- Directions:
Set down exactly the lines from the one containing "In the scene depicted above, identify where the frog's lip" through the last line of the records below, both included, and nothing else.

- Supplied entries:
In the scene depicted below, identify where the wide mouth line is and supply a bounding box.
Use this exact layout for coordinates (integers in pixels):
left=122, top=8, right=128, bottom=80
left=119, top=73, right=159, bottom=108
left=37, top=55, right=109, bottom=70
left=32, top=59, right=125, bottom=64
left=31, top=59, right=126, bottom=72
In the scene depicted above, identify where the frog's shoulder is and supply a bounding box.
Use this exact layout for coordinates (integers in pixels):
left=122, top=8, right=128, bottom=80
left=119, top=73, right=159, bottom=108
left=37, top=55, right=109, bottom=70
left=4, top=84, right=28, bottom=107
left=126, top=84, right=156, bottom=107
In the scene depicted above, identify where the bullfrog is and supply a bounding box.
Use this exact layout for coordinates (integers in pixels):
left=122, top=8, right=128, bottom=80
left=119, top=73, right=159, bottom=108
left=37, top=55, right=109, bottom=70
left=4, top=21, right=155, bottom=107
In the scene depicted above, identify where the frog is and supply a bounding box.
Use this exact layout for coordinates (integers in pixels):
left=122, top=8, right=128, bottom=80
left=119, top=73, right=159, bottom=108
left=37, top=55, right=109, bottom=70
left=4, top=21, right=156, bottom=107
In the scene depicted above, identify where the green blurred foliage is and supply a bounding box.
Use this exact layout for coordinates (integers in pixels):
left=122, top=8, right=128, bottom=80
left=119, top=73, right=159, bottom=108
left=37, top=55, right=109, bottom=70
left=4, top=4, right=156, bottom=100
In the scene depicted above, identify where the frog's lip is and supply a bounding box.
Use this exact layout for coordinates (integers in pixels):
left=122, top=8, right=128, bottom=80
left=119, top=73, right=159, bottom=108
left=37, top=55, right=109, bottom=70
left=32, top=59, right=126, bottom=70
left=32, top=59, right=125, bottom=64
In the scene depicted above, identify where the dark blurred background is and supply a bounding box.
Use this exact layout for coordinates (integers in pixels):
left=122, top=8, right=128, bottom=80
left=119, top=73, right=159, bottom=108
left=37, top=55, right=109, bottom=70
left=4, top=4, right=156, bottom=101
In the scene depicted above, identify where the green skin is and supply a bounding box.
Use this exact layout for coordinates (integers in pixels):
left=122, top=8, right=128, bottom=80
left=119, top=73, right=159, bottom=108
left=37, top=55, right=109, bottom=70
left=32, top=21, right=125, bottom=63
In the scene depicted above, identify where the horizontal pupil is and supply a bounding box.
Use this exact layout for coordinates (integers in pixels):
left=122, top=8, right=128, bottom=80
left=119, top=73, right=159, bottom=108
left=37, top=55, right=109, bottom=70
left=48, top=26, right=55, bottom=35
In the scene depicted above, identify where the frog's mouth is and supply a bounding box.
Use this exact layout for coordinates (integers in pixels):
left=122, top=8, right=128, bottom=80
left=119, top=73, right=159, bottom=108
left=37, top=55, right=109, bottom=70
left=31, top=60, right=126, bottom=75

- Written solution:
In the scene depicted above, identify where the frog's lip is and supply a bounding box.
Use this exact layout for coordinates (integers in pixels):
left=122, top=8, right=128, bottom=80
left=119, top=73, right=159, bottom=108
left=37, top=55, right=109, bottom=70
left=32, top=59, right=126, bottom=70
left=32, top=59, right=125, bottom=64
In the scene depicted above, identify where the dark blurred background is and supply a bounding box.
Use this exact layout for coordinates (integers in pixels):
left=122, top=8, right=128, bottom=80
left=119, top=73, right=159, bottom=108
left=37, top=55, right=109, bottom=70
left=4, top=4, right=156, bottom=101
In the scene depicted above, identify where the green skin is and supply a bounding box.
Use this exact layout for coordinates (integers in pixels):
left=122, top=8, right=128, bottom=80
left=119, top=73, right=159, bottom=108
left=37, top=55, right=109, bottom=70
left=32, top=21, right=125, bottom=63
In the scene depicted above, identify where the horizontal pupil is and supply a bounding box.
Use this exact layout for coordinates (integers in pixels):
left=122, top=8, right=128, bottom=80
left=119, top=73, right=159, bottom=108
left=37, top=55, right=109, bottom=70
left=48, top=26, right=55, bottom=35
In the scene depicted above, identify where the frog's mouth is and supply a bounding box.
Use this exact layout for coordinates (integers in pixels):
left=122, top=8, right=128, bottom=80
left=119, top=73, right=159, bottom=108
left=37, top=55, right=109, bottom=70
left=31, top=60, right=126, bottom=75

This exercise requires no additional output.